GOAL ▸ Copy each of the lines below word for word.

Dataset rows
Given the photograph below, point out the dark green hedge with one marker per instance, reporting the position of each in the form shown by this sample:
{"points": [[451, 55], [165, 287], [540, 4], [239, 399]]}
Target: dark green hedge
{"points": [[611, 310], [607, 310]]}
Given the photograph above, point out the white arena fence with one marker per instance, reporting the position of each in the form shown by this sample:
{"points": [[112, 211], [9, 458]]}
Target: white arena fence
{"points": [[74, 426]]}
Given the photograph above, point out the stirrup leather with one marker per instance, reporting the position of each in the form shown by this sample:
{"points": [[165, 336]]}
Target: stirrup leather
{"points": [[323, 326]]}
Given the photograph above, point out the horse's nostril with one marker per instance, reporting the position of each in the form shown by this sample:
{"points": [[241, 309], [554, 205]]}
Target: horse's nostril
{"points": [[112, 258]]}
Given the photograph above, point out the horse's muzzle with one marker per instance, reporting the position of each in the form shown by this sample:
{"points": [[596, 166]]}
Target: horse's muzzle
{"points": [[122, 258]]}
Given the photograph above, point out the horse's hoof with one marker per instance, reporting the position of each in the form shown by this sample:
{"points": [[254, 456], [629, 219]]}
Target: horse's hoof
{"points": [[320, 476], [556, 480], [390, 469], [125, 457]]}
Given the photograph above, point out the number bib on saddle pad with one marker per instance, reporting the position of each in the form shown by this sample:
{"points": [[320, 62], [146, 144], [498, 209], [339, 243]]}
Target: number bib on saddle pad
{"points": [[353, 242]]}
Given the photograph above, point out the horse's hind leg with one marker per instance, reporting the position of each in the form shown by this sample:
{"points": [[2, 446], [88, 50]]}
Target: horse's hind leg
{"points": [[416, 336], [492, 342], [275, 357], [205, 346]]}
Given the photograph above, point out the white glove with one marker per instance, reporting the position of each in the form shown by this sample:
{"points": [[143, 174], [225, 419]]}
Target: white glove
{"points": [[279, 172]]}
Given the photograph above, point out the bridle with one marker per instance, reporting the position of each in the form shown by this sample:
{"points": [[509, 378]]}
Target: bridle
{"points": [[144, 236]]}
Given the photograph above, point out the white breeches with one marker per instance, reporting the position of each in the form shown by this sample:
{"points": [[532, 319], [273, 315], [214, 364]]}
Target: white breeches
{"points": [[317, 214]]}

FINAL RESULT ▸
Given the photograph below, point out the dark green hedge with one marker per instance, reporting the position of each in the form shown by this sample:
{"points": [[451, 55], [165, 287], [540, 4], [239, 399]]}
Target: dark green hedge
{"points": [[611, 310], [607, 310]]}
Given the photograph above, point out the white arena fence with one marker per instance, reporting the position of each in the form shown by this sample:
{"points": [[112, 211], [9, 458]]}
Target: white arena fence
{"points": [[74, 426]]}
Given the photograph above, point out the stirrup leather with one marker per instance, reporting the position of each in the form shown by this sample:
{"points": [[165, 336]]}
Target: stirrup leather
{"points": [[323, 326]]}
Given the photograph above, point out the horse's nostril with one marker per instance, reporting the position of each in the form shown by this sample:
{"points": [[241, 309], [554, 205]]}
Target: horse's nostril
{"points": [[112, 258]]}
Given the photograph above, point out the horse's muzzle with one marker per instance, reporting the position of each in the form shown by this sample:
{"points": [[596, 166]]}
Target: horse's muzzle
{"points": [[122, 258]]}
Given the photograph above, point out the horse's hoof with one marker per instance, reporting the position of each in the form shown by this sample:
{"points": [[254, 456], [629, 219]]}
Target: horse's hoof
{"points": [[320, 476], [556, 480], [390, 469], [125, 457]]}
Given the photograph above, point out the number bib on saddle pad with one marker per instance, reporting the position of each in the form shown by this sample:
{"points": [[320, 62], [146, 144], [498, 209], [339, 243]]}
Target: number bib on saddle pad
{"points": [[353, 242]]}
Given the photograph above, point out the horse's hind leg with one marker per instance, reporting the position of each in the form shown by this sample:
{"points": [[2, 446], [88, 50]]}
Target: horse's hind leg
{"points": [[416, 336], [492, 342], [275, 357], [205, 346]]}
Given the photograph above, point out the white glove with one marker per instance, reporting the position of each in the form shown by this sample:
{"points": [[143, 174], [225, 419]]}
Target: white glove
{"points": [[279, 172]]}
Given the photograph above, point out the bridle with one marker per instance, reporting the position of each in the form shown by this sample:
{"points": [[509, 378]]}
Target: bridle
{"points": [[144, 236]]}
Given the photograph above, point out the white breeches with one marker per instance, reporting the position of each in the form shown by this sample:
{"points": [[532, 319], [273, 315], [214, 364]]}
Target: white breeches
{"points": [[317, 214]]}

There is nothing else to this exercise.